Write out, with no changes, every line of the entries from the one containing "For the pointing benchmark, tag every instance of the dark car" through the last line of the entries, including both of those lines.

— START —

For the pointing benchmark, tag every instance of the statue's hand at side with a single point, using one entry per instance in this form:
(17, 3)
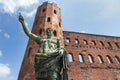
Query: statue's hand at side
(21, 19)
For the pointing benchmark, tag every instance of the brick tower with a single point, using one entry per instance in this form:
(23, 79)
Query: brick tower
(48, 15)
(91, 57)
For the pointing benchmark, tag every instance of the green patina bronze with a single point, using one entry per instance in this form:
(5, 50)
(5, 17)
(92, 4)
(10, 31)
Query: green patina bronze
(51, 61)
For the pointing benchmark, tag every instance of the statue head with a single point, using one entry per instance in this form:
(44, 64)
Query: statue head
(49, 32)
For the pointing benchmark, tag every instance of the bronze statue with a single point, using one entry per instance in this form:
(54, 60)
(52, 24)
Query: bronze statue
(51, 59)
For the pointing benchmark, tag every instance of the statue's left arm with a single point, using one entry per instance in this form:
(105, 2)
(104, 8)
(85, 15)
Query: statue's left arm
(26, 29)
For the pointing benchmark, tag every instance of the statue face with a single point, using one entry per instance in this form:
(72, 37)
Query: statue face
(49, 32)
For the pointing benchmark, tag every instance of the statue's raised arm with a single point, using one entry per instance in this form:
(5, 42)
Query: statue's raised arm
(26, 29)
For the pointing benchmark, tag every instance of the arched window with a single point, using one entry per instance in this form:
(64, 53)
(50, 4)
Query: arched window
(48, 19)
(55, 12)
(44, 10)
(85, 42)
(76, 41)
(109, 59)
(93, 42)
(29, 51)
(91, 58)
(40, 31)
(100, 59)
(81, 58)
(67, 40)
(70, 57)
(101, 43)
(55, 33)
(117, 59)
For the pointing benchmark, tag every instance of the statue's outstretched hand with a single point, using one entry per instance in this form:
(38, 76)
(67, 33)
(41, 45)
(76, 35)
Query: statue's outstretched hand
(21, 19)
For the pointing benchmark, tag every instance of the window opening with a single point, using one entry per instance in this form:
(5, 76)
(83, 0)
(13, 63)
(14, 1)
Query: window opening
(81, 58)
(59, 24)
(29, 51)
(68, 40)
(117, 59)
(109, 59)
(100, 59)
(90, 58)
(93, 42)
(117, 45)
(48, 19)
(76, 41)
(40, 31)
(101, 43)
(85, 42)
(55, 11)
(109, 44)
(70, 57)
(55, 33)
(44, 10)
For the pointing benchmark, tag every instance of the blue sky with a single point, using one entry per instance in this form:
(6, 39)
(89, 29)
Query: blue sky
(86, 16)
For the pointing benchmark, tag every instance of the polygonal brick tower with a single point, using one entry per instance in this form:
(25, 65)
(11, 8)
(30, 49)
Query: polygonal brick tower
(91, 57)
(48, 15)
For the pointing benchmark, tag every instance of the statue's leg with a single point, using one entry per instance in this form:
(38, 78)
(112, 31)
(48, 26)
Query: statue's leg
(52, 75)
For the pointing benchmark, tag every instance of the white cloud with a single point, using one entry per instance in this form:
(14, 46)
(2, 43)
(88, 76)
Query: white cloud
(29, 14)
(4, 70)
(1, 53)
(6, 35)
(83, 31)
(110, 8)
(10, 6)
(0, 30)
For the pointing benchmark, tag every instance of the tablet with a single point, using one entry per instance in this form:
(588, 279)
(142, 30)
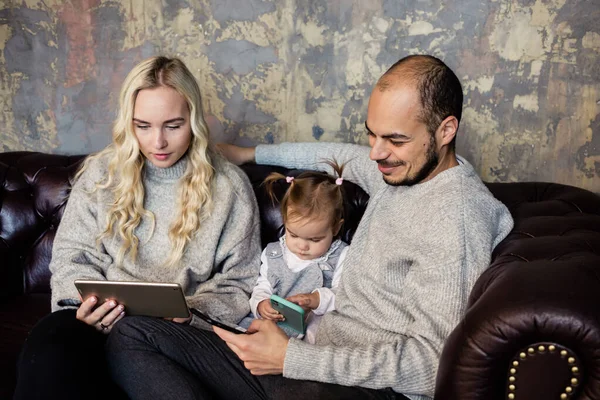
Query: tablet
(293, 313)
(151, 299)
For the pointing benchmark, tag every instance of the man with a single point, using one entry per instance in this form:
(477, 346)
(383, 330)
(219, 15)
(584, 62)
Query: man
(426, 236)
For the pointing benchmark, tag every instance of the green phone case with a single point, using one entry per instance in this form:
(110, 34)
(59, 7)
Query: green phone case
(293, 313)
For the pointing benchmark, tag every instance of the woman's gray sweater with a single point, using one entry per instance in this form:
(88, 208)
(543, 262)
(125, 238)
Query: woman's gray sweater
(219, 266)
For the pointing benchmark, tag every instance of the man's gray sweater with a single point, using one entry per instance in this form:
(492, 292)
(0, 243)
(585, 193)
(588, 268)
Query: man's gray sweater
(219, 266)
(412, 263)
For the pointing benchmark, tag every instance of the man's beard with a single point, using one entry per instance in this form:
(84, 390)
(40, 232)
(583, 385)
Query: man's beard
(431, 162)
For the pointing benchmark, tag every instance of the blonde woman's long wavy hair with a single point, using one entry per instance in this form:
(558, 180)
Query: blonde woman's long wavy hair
(126, 163)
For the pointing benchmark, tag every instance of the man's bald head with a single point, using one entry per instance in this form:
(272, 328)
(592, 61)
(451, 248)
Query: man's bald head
(439, 89)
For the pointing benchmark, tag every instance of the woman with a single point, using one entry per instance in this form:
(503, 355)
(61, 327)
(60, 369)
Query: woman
(157, 204)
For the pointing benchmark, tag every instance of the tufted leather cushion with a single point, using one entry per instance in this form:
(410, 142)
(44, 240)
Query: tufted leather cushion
(543, 287)
(33, 193)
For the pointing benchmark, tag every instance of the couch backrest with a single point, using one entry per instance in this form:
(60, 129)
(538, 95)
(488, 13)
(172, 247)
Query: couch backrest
(34, 189)
(33, 193)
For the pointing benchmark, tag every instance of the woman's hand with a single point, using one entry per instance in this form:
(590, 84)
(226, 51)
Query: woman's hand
(236, 154)
(308, 301)
(104, 317)
(267, 312)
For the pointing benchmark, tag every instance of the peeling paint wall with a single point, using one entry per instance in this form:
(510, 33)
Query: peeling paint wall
(302, 70)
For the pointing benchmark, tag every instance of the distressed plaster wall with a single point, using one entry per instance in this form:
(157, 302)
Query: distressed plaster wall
(301, 70)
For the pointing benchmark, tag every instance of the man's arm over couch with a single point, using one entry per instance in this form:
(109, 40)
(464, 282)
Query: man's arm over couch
(358, 168)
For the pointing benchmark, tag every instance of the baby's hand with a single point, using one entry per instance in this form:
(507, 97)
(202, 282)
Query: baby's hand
(308, 301)
(267, 312)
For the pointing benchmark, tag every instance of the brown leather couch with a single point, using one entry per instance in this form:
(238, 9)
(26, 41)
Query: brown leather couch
(532, 329)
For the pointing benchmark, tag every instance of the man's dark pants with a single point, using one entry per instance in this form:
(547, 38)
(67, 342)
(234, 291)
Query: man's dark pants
(156, 359)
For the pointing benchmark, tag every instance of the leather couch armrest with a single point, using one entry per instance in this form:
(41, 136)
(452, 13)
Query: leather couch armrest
(523, 310)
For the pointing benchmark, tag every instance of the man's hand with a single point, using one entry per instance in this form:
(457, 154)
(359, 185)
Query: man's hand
(308, 301)
(236, 154)
(262, 350)
(266, 311)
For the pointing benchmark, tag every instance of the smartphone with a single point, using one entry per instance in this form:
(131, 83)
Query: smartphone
(293, 313)
(221, 324)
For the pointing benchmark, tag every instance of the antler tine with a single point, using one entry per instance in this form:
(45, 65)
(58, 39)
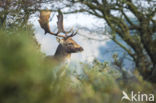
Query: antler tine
(71, 35)
(44, 22)
(60, 23)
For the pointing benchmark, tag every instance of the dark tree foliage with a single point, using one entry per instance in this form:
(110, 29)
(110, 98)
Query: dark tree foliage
(138, 32)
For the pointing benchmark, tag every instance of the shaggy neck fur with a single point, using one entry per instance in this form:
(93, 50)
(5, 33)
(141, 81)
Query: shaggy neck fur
(61, 53)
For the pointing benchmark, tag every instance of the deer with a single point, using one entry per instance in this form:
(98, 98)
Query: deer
(67, 45)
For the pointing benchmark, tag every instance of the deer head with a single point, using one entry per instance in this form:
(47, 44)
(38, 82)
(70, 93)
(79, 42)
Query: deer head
(66, 44)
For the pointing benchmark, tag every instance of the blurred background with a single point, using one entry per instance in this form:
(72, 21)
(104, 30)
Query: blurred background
(118, 37)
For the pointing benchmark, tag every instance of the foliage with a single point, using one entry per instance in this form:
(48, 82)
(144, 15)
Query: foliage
(26, 77)
(133, 21)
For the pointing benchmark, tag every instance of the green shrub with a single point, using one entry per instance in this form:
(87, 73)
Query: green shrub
(26, 77)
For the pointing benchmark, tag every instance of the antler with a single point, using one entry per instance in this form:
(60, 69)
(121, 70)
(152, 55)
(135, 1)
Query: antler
(44, 23)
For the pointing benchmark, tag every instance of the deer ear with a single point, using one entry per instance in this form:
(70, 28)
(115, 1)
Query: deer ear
(59, 40)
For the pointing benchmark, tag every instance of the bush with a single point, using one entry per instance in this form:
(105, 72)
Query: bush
(26, 77)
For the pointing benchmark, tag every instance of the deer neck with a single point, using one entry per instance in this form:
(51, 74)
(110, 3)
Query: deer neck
(61, 53)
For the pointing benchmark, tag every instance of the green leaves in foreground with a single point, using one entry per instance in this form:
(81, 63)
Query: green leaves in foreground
(26, 77)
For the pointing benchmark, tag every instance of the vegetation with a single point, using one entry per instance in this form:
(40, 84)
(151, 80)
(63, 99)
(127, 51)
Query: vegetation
(26, 77)
(133, 21)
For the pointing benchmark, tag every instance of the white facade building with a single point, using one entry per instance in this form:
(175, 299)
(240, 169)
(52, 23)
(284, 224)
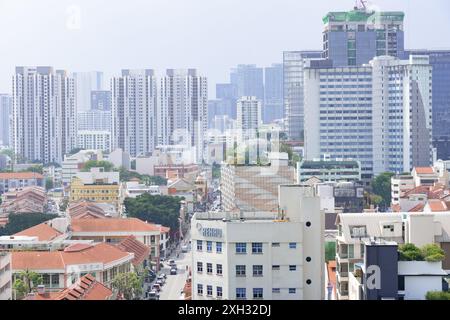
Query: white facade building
(44, 123)
(378, 114)
(261, 255)
(94, 140)
(133, 111)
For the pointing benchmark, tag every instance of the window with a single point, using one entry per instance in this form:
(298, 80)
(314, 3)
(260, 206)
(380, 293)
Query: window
(218, 247)
(219, 269)
(240, 271)
(257, 270)
(219, 292)
(241, 247)
(241, 293)
(257, 293)
(256, 247)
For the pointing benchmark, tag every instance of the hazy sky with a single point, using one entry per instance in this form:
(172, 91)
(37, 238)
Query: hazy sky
(211, 35)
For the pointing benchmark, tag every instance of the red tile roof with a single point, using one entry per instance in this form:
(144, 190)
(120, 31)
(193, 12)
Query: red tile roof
(44, 260)
(20, 175)
(43, 231)
(112, 225)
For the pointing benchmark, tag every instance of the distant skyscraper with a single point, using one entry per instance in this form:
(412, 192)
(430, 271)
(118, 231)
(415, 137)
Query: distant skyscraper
(273, 93)
(101, 100)
(355, 37)
(249, 116)
(44, 114)
(183, 109)
(248, 80)
(440, 61)
(5, 112)
(378, 114)
(133, 112)
(87, 82)
(293, 64)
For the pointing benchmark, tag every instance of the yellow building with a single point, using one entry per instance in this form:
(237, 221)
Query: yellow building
(97, 186)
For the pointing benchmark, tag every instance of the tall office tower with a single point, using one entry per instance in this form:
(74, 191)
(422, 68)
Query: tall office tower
(87, 82)
(101, 100)
(94, 120)
(293, 64)
(44, 124)
(440, 61)
(249, 117)
(5, 112)
(248, 80)
(355, 37)
(183, 110)
(378, 114)
(133, 111)
(273, 93)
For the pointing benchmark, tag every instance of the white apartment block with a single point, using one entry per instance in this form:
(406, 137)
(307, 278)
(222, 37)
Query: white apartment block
(183, 110)
(133, 111)
(94, 140)
(402, 227)
(249, 116)
(261, 255)
(44, 123)
(378, 114)
(5, 276)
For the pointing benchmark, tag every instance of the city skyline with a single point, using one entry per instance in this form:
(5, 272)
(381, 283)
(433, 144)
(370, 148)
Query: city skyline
(65, 36)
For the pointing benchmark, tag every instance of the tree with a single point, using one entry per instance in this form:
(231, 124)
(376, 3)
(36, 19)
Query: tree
(107, 166)
(21, 221)
(48, 183)
(432, 253)
(25, 281)
(409, 252)
(381, 185)
(163, 210)
(128, 285)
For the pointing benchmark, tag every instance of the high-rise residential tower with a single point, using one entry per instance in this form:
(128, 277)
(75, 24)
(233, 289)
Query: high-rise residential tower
(378, 114)
(5, 113)
(133, 111)
(44, 123)
(183, 109)
(293, 64)
(273, 93)
(355, 37)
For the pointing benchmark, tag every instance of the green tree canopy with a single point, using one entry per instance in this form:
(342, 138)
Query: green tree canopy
(381, 186)
(164, 210)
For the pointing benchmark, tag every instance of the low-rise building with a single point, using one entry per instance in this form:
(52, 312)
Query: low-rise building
(261, 255)
(15, 180)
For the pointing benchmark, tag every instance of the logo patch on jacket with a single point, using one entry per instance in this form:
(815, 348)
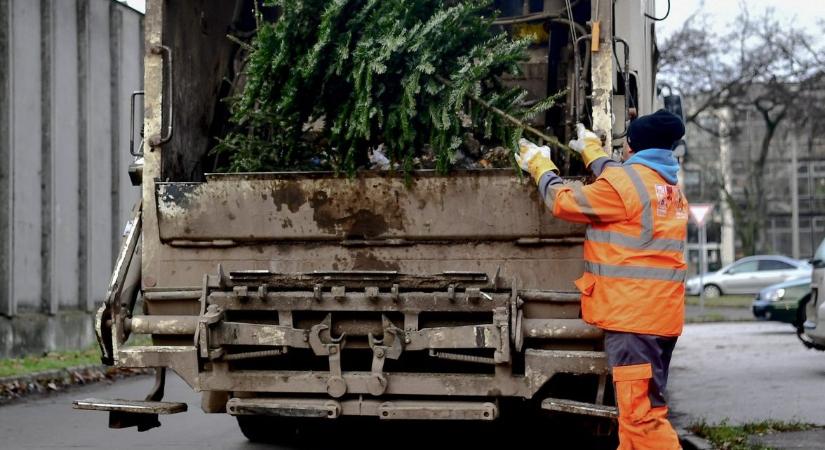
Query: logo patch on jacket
(670, 202)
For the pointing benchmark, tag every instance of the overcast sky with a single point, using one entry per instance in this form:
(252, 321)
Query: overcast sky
(804, 13)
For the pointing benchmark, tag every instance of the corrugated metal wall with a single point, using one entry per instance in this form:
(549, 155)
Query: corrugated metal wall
(67, 68)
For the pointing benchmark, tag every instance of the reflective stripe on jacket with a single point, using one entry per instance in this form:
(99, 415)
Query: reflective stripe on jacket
(633, 251)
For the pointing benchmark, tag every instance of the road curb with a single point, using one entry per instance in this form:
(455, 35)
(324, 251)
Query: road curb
(690, 441)
(16, 387)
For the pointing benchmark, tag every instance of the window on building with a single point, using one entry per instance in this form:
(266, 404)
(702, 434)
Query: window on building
(803, 189)
(692, 178)
(774, 264)
(782, 222)
(819, 186)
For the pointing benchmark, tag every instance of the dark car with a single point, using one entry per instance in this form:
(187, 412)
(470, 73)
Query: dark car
(779, 301)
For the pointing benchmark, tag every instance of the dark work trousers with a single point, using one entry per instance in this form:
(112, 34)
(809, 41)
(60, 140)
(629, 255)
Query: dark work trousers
(627, 349)
(639, 364)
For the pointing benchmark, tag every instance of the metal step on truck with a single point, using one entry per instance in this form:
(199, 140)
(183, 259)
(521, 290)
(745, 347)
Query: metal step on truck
(313, 297)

— END —

RESULT BELOW:
For the pointing benchmark, tag every instance of the dark car with a single point, using one entry per instance in this form:
(187, 412)
(470, 73)
Query: dark car
(779, 301)
For the pointing benchmark, tag every instance of the dark work trousers with a single point, using one entry per instance in this form:
(112, 34)
(809, 41)
(60, 140)
(629, 255)
Query: dark work trousers
(627, 349)
(639, 364)
For the pointing benchmark, tag every instance of the metal step on truck with a single point, using one entry per instance in this form:
(199, 140)
(183, 259)
(521, 290)
(745, 347)
Query: metal step on truck
(313, 297)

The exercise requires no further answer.